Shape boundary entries
___
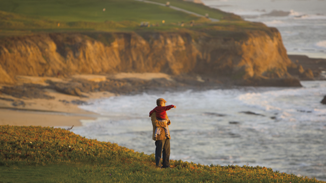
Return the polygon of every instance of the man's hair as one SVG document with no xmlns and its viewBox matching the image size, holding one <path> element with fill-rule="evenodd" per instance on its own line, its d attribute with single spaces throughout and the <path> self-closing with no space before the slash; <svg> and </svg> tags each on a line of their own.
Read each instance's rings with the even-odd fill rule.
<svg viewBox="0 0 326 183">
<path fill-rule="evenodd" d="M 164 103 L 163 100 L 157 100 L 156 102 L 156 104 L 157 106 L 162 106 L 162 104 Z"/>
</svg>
___
Edit the records above so that "document" becomes "file" and everything else stays the same, and leave the pictures out of your answer.

ANSWER FOR THIS EXERCISE:
Return the polygon of every instance of the man's hair as one SVG file with no xmlns and its viewBox matching the image size, holding one <path> element with fill-rule="evenodd" per instance on its own line, its d attribute with single spaces throughout and the <path> self-closing with no space before the slash; <svg> and </svg> tags each on a line of their own.
Read each instance's rings with the even-odd fill rule.
<svg viewBox="0 0 326 183">
<path fill-rule="evenodd" d="M 164 103 L 163 100 L 157 100 L 156 102 L 156 104 L 157 106 L 162 106 L 162 104 Z"/>
</svg>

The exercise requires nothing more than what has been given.